--- START ---

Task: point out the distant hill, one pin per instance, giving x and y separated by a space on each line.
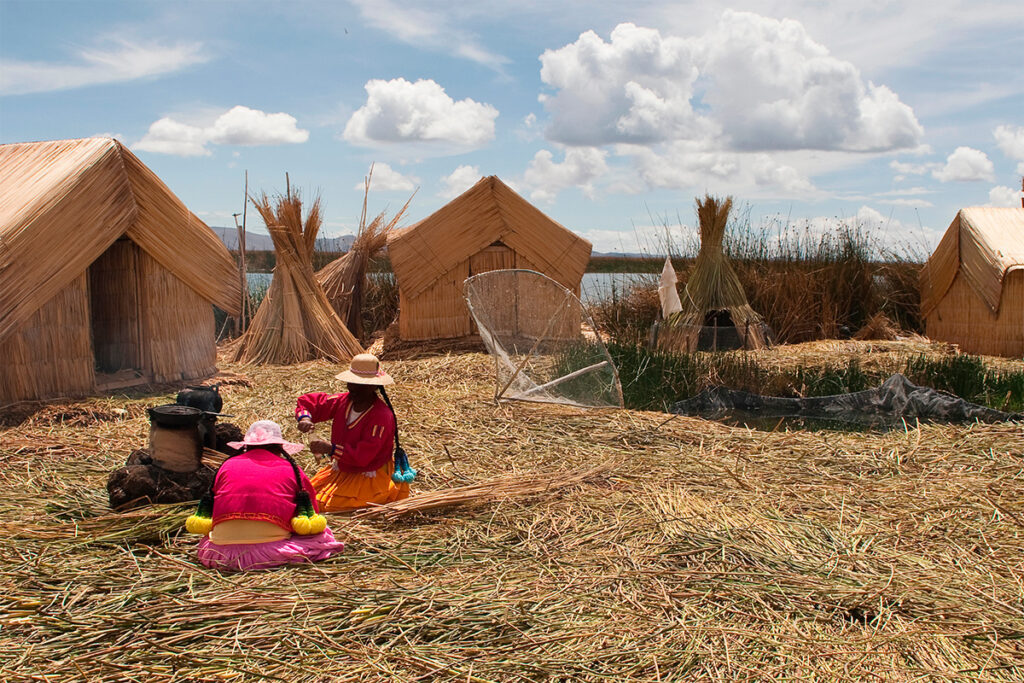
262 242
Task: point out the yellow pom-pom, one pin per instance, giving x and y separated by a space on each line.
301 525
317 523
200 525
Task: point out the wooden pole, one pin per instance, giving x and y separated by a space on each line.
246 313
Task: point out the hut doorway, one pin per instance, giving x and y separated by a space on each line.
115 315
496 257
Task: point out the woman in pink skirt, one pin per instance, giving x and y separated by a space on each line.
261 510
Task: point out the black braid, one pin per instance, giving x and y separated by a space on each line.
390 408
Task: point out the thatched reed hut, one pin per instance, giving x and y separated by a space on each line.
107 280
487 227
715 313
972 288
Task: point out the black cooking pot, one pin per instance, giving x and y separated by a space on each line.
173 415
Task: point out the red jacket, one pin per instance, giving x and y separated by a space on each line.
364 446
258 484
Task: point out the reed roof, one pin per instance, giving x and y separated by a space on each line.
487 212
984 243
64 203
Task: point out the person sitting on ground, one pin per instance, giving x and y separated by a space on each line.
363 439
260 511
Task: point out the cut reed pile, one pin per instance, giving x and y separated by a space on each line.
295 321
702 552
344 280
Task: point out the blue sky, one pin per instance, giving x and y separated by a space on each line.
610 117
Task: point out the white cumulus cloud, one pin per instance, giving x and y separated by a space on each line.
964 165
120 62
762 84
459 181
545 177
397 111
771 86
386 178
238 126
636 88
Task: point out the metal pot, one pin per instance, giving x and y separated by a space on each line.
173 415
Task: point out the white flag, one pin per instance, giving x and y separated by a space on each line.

--- END ---
--- START ---

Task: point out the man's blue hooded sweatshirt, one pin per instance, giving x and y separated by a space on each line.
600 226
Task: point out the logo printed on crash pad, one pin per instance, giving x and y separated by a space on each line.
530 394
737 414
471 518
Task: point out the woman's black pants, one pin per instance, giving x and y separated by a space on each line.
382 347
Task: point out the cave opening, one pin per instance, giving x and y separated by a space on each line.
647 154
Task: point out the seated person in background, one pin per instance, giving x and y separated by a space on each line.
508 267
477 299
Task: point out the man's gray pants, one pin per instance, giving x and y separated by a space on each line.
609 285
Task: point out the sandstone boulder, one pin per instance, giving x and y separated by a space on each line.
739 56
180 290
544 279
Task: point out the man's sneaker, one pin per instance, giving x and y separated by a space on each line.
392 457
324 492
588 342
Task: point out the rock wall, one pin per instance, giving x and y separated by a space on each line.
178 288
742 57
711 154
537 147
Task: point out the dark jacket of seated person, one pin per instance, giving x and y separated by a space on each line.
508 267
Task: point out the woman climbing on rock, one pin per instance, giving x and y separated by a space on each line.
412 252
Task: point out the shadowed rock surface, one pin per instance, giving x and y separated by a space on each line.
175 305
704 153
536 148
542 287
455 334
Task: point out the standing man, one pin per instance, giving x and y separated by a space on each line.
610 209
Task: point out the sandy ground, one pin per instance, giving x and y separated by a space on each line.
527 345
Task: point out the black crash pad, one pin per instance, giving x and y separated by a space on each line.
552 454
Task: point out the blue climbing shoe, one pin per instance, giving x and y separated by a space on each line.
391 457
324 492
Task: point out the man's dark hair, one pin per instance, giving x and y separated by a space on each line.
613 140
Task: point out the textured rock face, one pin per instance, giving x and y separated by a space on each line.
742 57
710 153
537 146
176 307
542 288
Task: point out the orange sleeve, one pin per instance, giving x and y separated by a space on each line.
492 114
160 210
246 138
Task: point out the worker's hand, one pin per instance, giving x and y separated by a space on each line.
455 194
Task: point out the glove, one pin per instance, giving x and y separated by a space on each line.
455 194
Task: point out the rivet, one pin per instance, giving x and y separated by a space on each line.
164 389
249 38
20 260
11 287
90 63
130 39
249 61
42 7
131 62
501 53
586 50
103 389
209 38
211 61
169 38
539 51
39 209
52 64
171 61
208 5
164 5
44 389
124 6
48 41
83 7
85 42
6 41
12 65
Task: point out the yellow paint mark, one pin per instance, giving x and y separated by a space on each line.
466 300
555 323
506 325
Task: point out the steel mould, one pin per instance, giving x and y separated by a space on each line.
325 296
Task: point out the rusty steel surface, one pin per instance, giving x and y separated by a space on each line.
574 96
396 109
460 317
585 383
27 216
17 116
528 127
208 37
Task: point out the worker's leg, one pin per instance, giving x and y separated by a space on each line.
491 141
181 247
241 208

--- END ---
--- START ---

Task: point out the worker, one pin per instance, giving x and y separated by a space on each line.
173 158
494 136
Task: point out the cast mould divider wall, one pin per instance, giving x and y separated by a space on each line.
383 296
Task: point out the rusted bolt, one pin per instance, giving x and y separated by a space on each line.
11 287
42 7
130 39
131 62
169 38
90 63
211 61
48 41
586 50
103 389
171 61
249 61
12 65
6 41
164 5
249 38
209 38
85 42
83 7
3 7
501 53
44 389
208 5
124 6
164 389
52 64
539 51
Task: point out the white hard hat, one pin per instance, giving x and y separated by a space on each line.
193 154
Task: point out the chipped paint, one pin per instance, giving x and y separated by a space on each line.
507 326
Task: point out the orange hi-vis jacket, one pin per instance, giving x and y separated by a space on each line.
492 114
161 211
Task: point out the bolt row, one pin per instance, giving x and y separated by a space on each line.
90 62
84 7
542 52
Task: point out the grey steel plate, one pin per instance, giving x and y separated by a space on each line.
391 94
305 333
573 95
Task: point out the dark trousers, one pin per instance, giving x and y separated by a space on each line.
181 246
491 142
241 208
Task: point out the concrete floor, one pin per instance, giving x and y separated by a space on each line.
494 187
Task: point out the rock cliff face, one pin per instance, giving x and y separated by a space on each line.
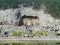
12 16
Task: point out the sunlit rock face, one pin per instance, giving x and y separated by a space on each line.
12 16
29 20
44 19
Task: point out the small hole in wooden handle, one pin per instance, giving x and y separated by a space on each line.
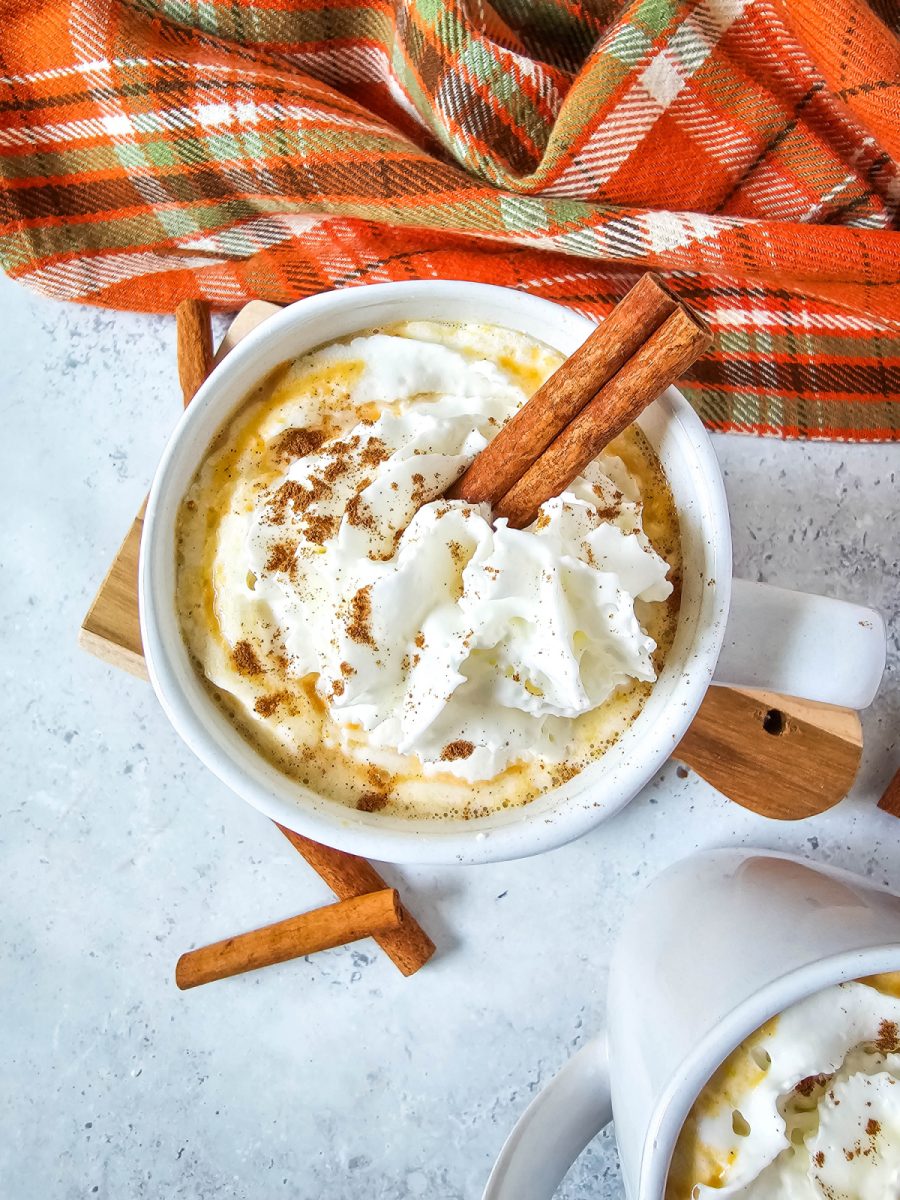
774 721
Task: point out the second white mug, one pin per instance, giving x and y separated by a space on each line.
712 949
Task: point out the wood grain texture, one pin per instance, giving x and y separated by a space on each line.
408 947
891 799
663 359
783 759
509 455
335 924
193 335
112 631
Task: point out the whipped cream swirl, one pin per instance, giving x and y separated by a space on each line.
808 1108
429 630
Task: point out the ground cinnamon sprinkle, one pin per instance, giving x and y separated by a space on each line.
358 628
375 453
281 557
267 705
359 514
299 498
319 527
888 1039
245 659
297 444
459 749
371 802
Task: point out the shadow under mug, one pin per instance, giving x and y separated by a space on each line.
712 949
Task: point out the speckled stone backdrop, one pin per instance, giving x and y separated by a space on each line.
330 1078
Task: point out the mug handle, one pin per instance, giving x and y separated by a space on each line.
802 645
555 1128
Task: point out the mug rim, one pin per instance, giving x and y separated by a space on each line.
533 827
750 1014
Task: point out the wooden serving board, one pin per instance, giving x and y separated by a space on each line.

--- END ---

- ACTIVITY -
From the material above, set down exactly the lines between the line holding "Task: point out the shadow under" and the line holding "Task: point out the wooden serving", inclusive. Include nothing else.

- COMPLETED TASK -
Task: point out the shadow under mug, one pin per instance, giving x and y separated by a space on each line.
712 949
Task: point out the speckled stone backdrop, one pin per instance, giving x and y separated by a space on each line.
330 1078
Task: point out the mug handle, one pin per instance, giving x and y separated by a space on each line.
802 645
555 1128
Task: point out the mug rim, one pin per instance, giving x and y separated by a space on each line.
533 827
750 1014
Task: point out the wooden serving board, one pin per instance, giving x and y separated by a space on each line.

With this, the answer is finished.